- PASSAGE:
Content starts
The Variations on a Nursery Tune for piano and orchestra, Op. 25, were written by Ernst von Dohnányi in 1914. It is subtitled "For the enjoyment of friends of humor, to the annoyance of others" (Freunden des Humors zur Freude, den Anderen zum Ärger) on the manuscript, though he omitted this inscription on the concert program and on the published edition, fearing that it might sound somewhat provocative. The work was premiered in Berlin on 17 February 1914.

== Structure ==
The Variations on a Nursery Tune consist of an introduction and theme, eleven variations and a coda.

- Introduction. Maestoso
- Theme. Allegro
- Variation I. Poco più mosso
- Variation II. Risoluto
- Variation III. L'istesso tempo
- Variation IV. Molto meno mosso (Allegretto moderato)
- Variation V. Più mosso
- Variation VI. Ancora più mosso (Allegro)
- Variation VII. Walzer (Tempo giusto)
- Variation VIII. Alla marcia (Allegro moderato)
- Variation IX. Presto
- Variation X. Passacaglia (Adagio non troppo)
- Variation XI. Choral (Maestoso)
- Finale fugato (Allegro vivace)
Content ends
- LISTED ENTRIES:
Content starts
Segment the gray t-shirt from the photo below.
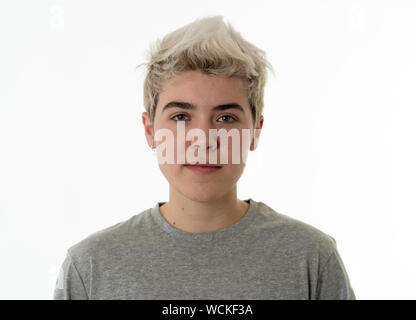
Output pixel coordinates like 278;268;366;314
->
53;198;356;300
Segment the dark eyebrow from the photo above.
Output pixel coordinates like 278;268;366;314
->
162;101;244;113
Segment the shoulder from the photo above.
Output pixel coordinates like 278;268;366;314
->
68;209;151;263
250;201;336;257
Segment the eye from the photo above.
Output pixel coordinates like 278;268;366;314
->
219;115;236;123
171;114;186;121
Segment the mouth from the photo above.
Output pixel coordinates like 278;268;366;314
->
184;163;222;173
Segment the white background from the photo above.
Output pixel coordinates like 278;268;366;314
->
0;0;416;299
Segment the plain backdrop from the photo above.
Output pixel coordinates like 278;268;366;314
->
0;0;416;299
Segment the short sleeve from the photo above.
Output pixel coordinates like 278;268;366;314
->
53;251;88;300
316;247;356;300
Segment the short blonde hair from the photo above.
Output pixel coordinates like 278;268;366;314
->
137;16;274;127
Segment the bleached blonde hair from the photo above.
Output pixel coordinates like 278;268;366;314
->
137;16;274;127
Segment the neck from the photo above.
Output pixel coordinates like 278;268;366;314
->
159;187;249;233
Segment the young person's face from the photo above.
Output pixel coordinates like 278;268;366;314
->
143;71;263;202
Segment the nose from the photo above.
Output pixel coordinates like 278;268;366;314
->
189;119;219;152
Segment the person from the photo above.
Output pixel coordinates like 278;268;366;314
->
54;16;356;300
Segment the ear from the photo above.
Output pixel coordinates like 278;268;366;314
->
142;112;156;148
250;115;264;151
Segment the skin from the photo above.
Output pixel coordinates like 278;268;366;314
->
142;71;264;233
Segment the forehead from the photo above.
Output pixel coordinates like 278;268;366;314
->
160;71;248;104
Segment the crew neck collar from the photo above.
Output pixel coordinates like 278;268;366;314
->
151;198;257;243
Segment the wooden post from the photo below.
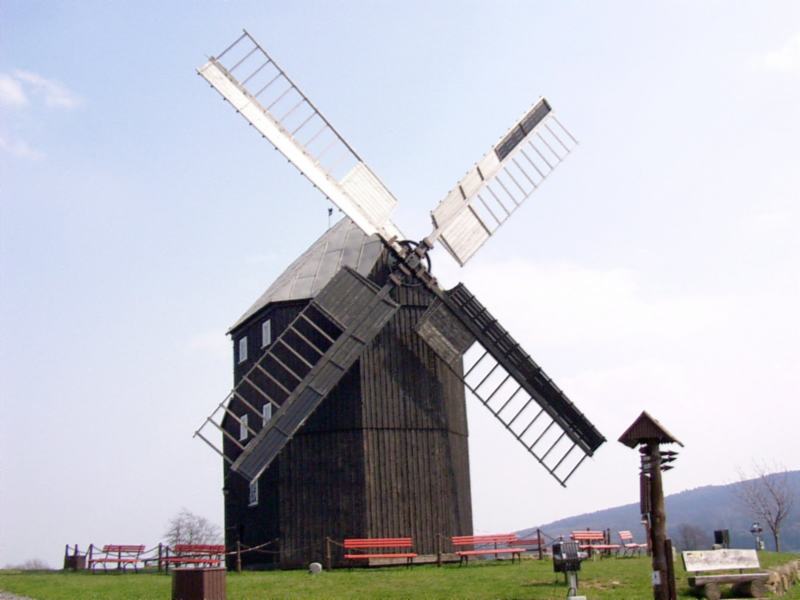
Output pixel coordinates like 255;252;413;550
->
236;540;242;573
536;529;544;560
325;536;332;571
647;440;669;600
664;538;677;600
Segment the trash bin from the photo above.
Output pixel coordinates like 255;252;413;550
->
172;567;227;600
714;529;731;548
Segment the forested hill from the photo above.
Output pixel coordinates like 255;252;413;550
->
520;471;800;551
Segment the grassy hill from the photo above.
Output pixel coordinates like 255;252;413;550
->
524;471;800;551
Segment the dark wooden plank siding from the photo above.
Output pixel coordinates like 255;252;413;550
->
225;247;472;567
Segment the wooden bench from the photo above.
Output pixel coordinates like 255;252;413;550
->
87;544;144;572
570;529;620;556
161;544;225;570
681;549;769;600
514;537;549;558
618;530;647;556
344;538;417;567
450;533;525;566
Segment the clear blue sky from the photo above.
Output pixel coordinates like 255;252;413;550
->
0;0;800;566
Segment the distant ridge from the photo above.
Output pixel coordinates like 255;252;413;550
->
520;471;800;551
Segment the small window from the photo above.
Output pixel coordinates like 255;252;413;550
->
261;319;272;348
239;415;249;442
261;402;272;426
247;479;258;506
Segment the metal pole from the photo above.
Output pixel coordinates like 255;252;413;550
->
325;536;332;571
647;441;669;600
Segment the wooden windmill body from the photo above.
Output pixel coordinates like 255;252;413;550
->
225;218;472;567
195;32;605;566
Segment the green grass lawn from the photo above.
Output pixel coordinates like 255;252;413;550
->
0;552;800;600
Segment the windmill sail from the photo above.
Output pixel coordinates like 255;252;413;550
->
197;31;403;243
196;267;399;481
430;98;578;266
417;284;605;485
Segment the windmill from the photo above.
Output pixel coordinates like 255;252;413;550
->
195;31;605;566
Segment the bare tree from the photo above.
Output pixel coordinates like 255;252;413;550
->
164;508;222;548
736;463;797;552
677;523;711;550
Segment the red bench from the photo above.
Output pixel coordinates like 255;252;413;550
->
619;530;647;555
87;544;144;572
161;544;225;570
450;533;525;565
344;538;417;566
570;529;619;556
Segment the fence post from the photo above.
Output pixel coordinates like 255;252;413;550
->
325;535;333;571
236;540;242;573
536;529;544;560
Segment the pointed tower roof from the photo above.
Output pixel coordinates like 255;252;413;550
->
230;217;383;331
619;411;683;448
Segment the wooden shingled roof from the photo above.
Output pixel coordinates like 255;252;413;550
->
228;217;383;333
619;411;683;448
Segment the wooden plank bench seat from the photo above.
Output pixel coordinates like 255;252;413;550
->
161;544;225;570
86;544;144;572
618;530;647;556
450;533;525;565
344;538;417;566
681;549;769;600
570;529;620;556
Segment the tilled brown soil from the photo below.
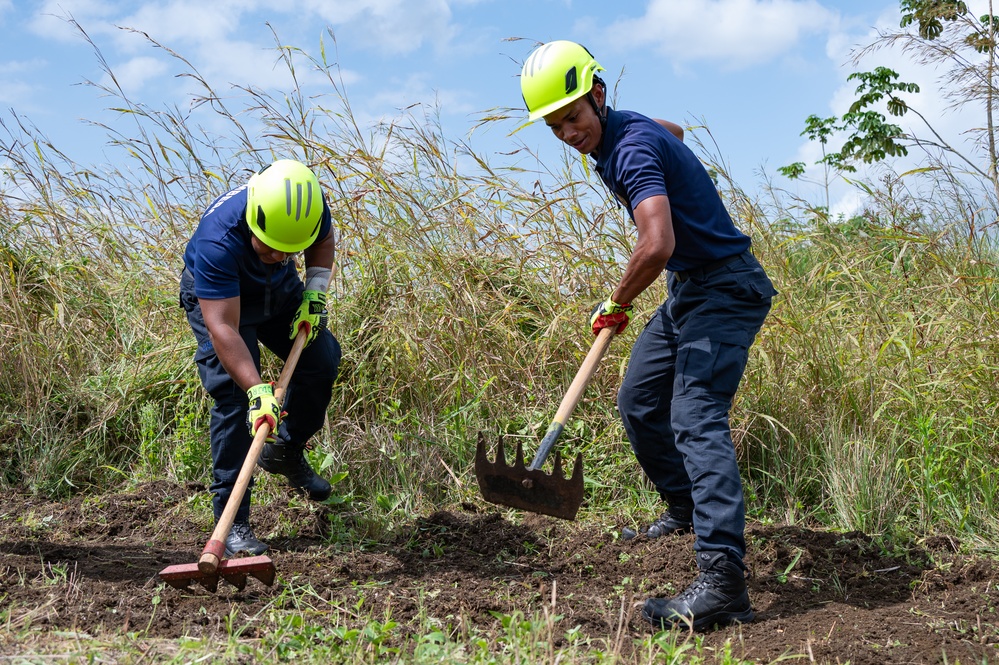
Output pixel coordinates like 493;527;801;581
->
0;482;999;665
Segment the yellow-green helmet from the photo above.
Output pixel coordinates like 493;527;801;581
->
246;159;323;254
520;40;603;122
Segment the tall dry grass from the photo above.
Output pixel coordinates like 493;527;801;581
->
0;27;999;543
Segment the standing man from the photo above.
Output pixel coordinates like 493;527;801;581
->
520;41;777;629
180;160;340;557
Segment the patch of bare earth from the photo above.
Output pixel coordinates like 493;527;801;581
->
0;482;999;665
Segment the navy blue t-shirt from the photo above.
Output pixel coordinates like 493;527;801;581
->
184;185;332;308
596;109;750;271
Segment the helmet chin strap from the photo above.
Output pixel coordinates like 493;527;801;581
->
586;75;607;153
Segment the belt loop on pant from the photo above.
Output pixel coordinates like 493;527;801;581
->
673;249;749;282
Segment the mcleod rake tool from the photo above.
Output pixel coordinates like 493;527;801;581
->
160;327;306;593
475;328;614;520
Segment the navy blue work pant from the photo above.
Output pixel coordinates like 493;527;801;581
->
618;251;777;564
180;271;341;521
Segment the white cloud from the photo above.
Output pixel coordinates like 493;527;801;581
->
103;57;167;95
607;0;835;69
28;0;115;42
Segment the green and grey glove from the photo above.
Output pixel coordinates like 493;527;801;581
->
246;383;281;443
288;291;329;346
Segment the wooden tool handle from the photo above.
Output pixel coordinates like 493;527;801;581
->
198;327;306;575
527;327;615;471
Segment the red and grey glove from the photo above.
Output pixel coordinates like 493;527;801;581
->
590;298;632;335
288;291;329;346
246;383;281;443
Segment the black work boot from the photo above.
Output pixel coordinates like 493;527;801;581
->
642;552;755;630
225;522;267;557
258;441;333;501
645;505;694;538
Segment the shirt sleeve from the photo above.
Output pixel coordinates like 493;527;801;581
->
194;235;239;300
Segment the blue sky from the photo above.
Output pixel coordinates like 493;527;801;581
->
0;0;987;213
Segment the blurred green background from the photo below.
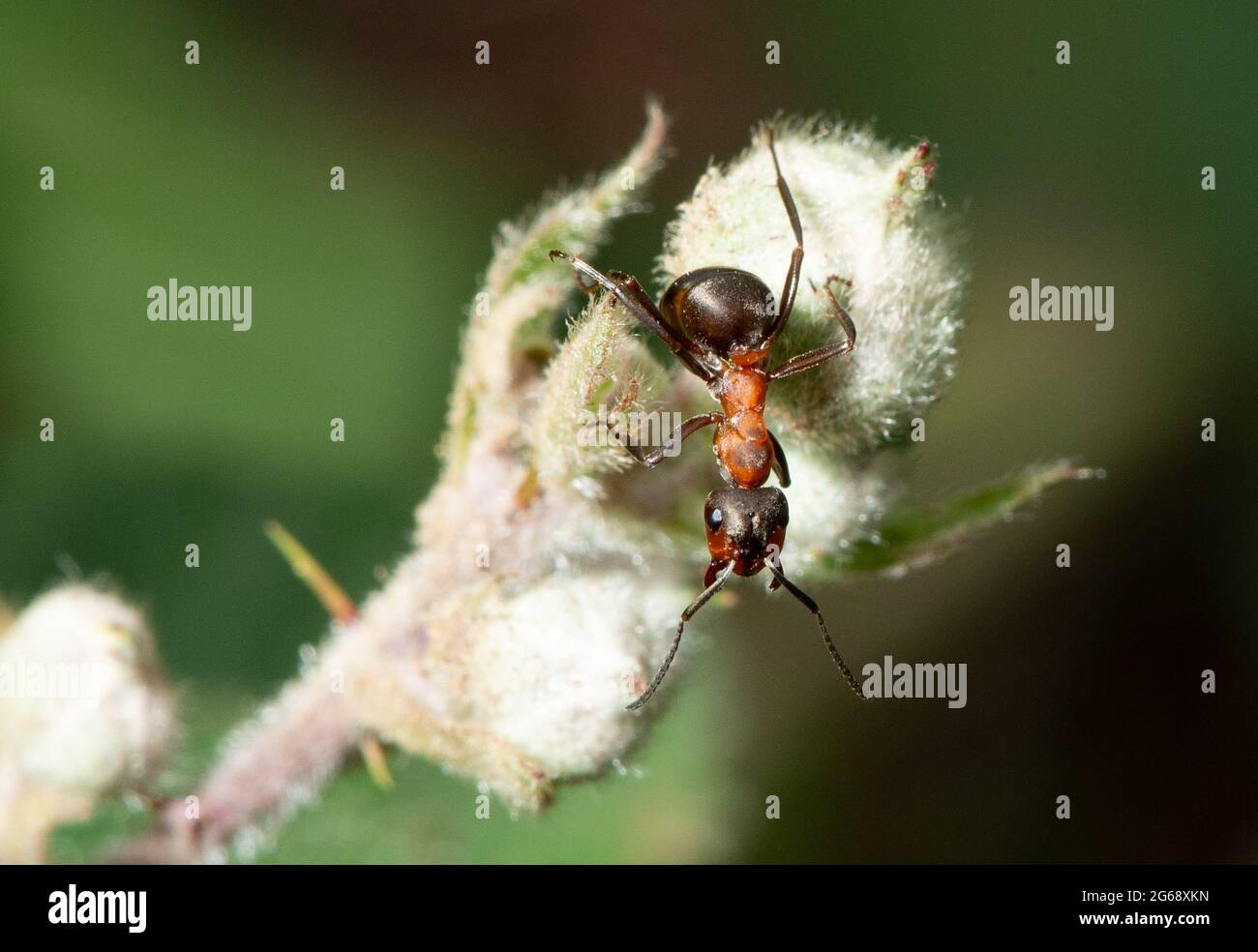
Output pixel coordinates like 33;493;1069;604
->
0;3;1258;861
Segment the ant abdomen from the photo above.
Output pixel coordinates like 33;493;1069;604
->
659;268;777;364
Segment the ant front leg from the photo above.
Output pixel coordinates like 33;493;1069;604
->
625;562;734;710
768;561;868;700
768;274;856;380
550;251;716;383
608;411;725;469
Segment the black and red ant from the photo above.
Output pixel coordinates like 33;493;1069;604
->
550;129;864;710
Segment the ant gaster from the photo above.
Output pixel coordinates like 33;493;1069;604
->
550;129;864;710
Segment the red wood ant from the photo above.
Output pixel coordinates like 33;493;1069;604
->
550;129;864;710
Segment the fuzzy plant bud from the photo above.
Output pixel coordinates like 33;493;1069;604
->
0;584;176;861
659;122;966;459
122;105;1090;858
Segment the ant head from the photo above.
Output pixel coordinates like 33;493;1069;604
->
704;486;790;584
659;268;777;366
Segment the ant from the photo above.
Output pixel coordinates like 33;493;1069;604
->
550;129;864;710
Content ends
- ACTION ITEM A:
Answer these questions from the passage on Dohnányi's Variations on a Nursery Tune, one per line:
(i) In which city was the work premiered?
(ii) How many variations does the work contain?
(iii) What heading and tempo marking are given for Variation VII?
- ACTION ITEM B: Write the next part of the text on Dohnányi's Variations on a Nursery Tune, picking up after the listed movements.

- ANSWER SPACE A:
(i) Berlin
(ii) Eleven
(iii) Walzer (Tempo giusto)

- ANSWER SPACE B:
After a dramatic introduction, the theme – Twinkle, Twinkle, Little Star – is introduced, followed by eleven variations on it, including a waltz and a more serious passacaglia.

Dohnányi alludes to many different works, or composers' distinctive compositional styles, in the piece. For instance, variation 8 suggests the march from the second movement of Tchaikovsky's "Little Russian" Symphony. Debussy is alluded to, with the ethereal harmonies of the 11th variation. Dohnányi pokes fun at nearly every composer his audience of 1914 would have been familiar with.

== Reception ==
The work made Dohnányi famous, particularly in England, where the audience "seemed to have a real sense of humor", and North America.